## ABOUT THIS TASK
Return the data given below exactly as it appears.

## Stored data
-=-=-

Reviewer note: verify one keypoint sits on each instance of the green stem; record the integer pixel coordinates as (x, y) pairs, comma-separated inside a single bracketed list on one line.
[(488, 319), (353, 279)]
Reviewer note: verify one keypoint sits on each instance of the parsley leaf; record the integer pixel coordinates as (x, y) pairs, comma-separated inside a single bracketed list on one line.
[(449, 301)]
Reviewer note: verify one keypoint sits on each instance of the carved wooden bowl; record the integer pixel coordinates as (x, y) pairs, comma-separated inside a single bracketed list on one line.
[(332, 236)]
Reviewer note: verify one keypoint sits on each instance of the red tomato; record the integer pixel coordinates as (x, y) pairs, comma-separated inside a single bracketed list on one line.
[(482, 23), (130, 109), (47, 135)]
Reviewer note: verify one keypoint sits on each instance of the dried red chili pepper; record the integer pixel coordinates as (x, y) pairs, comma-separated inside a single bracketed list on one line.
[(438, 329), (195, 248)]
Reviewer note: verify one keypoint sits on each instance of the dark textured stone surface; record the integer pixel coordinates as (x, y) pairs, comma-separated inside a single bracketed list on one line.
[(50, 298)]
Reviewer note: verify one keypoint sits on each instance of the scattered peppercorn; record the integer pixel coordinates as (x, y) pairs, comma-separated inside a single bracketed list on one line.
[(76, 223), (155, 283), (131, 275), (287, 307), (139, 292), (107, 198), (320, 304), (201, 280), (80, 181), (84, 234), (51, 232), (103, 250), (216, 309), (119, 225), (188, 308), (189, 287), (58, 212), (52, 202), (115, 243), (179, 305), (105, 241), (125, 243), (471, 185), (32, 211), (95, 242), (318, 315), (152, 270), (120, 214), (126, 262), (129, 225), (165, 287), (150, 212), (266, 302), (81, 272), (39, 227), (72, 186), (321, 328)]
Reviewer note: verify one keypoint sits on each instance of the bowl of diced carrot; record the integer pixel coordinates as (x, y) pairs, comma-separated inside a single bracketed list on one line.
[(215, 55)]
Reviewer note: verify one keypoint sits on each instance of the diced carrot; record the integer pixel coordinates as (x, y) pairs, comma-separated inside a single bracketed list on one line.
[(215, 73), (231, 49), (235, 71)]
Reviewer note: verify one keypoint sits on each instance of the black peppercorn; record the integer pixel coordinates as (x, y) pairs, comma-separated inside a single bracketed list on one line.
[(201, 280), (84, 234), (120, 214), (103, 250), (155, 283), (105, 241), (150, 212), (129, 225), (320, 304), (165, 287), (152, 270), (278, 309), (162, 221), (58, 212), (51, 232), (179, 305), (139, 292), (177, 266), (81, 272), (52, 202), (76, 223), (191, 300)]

-=-=-

## RESULT
Reviewer note: verify one keypoint sits on each instance of the green stem; record the integer pixel coordinates as (x, y) pairs, comma-separated inside a single bracketed list on one line.
[(488, 319), (353, 279)]
Reviewer note: verify one keypoint sits on each instance of the parsley leaf; record the integer pixel coordinates as (x, y) pairs, comma-separated inside a single bracketed list on one line.
[(449, 301)]
Reviewer note: verify one keypoint sits on each instance of the carved wooden bowl; record the integer pixel coordinates as (x, y) pairs, comma-separated inside a single bracketed list on one line.
[(332, 236)]
Reviewer note: verify one keypoint sits on each instance of the red tomato; record the integer pixel coordinates as (x, y) pairs, comma-separated inside a single bracketed list on one line.
[(482, 23), (130, 109), (47, 135)]
Reviewer note: verify one keypoint sits on each instance of the dried red chili pepper; record the integer pixel coordinates as (x, y) pairs, comma-separated inside a single bracketed list on one line.
[(438, 329), (195, 248)]
Reviewer note: verify one keypoint sits on each instance of the dark textured stone surface; record the integer pixel coordinates as (x, y) pairs, comma-separated inside a single bracketed list on one line.
[(50, 298)]
Reviewer note: verify one keypoint sits on each instance of the scattered peppercorn; record the integer pixel coordinates as (x, y) pairs, comma-separated inside a single bracketed list on one line.
[(76, 223), (155, 283), (131, 275), (287, 307), (139, 292), (107, 198), (320, 304), (201, 280), (80, 181), (84, 234), (51, 232), (103, 250), (216, 309), (119, 225), (188, 308), (189, 287), (58, 212), (52, 202), (115, 243), (179, 305), (105, 241), (125, 243), (471, 185), (32, 211), (95, 242), (318, 315), (152, 270), (120, 214), (126, 262), (129, 225), (165, 287), (150, 212), (266, 302), (81, 272), (39, 227), (72, 186), (321, 328)]
Reviewer note: verify one keypoint sits on each instance of the bowl of diced carrot; record the integer pixel coordinates as (x, y) pairs, comma-separated inside a single bracketed list on one line.
[(215, 55)]
Reviewer note: verify one keypoint sits on each instance of the diced carrot; record the integer pixel coordinates as (x, y) pairs, comma-separated inside a single bracketed list on one line.
[(215, 73), (231, 49), (235, 71)]
Reviewer note: verify one keypoint sits on each instance of the black peppercorn; record the integer pixel coordinates as (x, y) pairs, comma-separated inside a single bracketed list on one line.
[(201, 280), (84, 234), (120, 214), (103, 250), (155, 283), (105, 241), (150, 212), (129, 225), (320, 304), (165, 287), (152, 270), (278, 309), (162, 221), (58, 212), (51, 232), (179, 305), (139, 292), (177, 266), (81, 272), (52, 202), (76, 223), (191, 300)]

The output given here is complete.